## WHAT IS ASKED
Print the line containing "water in the photo above." and each line after it through the end, please, with nothing added.

## THE RECORDS

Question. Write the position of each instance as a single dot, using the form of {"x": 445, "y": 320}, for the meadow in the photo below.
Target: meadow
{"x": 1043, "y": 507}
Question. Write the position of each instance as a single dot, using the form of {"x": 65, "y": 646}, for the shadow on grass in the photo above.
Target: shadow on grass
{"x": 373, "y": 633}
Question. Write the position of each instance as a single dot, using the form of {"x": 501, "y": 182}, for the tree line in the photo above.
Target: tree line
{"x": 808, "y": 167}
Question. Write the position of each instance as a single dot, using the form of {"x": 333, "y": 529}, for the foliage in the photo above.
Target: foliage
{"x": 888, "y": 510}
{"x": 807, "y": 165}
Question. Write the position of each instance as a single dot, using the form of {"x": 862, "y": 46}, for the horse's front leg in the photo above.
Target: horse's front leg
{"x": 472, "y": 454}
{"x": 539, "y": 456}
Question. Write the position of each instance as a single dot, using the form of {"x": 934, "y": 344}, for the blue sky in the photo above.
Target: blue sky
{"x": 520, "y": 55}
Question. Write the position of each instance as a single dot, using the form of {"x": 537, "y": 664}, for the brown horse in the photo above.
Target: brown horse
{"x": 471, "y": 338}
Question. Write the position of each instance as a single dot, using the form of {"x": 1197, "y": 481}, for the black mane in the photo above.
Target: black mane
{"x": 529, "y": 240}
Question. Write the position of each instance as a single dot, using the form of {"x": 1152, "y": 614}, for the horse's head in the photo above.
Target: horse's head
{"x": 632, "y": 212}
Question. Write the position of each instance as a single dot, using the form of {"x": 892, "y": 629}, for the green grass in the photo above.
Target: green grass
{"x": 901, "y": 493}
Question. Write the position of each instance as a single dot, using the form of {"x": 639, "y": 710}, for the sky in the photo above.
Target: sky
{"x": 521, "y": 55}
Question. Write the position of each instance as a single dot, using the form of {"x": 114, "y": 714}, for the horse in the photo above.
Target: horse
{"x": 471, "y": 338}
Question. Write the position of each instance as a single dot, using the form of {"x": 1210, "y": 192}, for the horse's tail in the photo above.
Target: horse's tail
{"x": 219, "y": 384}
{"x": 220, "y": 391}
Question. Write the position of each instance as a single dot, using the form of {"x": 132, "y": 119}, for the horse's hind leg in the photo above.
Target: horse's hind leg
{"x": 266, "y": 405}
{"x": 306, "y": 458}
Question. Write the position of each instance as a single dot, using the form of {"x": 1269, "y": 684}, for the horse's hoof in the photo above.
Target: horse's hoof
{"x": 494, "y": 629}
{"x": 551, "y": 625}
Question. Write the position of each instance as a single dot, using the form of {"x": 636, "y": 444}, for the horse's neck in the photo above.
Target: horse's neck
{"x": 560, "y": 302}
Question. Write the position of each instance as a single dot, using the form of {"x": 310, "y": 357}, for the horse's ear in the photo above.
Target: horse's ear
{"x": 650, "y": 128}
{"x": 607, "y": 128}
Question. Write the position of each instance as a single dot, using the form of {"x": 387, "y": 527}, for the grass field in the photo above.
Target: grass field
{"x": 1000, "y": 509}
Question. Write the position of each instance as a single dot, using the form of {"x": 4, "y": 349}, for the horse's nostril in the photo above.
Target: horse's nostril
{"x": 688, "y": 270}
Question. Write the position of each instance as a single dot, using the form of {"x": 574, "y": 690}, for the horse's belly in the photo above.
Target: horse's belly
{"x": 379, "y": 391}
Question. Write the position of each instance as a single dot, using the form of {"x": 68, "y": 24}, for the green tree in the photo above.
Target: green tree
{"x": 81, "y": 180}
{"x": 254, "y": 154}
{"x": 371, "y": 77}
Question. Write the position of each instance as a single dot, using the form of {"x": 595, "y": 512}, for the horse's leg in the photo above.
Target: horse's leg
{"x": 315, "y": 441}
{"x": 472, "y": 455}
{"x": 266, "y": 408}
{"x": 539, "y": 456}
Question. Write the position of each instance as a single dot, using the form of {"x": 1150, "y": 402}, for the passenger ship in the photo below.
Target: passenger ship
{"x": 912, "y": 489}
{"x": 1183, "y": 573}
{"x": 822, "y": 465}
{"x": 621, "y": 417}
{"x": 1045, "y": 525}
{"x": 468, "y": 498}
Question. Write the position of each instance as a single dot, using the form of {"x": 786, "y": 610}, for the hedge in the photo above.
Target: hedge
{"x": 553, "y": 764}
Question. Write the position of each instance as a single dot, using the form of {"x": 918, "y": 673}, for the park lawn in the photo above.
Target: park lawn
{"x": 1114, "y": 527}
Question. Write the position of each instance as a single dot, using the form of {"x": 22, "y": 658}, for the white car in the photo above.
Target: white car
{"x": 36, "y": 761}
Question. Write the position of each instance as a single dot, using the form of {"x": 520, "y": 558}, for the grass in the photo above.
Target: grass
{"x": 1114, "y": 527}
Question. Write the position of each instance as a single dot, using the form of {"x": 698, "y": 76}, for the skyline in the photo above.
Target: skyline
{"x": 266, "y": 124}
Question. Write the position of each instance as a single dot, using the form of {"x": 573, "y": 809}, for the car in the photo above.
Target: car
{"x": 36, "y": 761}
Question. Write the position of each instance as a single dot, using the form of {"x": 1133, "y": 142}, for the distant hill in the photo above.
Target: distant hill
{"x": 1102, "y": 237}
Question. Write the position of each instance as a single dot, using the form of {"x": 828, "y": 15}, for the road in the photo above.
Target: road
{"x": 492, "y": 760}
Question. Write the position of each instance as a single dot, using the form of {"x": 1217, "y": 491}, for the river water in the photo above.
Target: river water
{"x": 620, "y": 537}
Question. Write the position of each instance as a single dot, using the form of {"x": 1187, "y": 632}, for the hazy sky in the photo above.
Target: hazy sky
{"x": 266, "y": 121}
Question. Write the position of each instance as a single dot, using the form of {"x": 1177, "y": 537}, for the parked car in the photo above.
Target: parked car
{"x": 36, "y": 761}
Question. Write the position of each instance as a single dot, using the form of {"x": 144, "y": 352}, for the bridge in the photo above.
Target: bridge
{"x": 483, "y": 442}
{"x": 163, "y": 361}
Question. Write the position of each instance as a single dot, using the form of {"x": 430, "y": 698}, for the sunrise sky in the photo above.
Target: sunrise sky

## THE OUTPUT
Question. Write the position of each instance as a single dot, using the form of {"x": 1217, "y": 491}, for the river water in the photo above.
Target: river water
{"x": 620, "y": 537}
Question. Write the position of each instance as a single dot, using the form of {"x": 1187, "y": 632}, for the hazy sky in the photo above.
Target: hazy sky
{"x": 266, "y": 121}
Question. Write the position of each instance as a single dot, using the form of {"x": 1177, "y": 537}, for the parked car in the photo above.
Target: parked car
{"x": 36, "y": 761}
Question. Write the position of each instance as a single dot, using the form of {"x": 144, "y": 352}, for the bridge in the photo above.
Target: bridge
{"x": 483, "y": 442}
{"x": 163, "y": 361}
Question. Write the position of each instance as a single dot, using the form of {"x": 430, "y": 698}, for the sunrise sky in the photo above.
Target: sunrise sky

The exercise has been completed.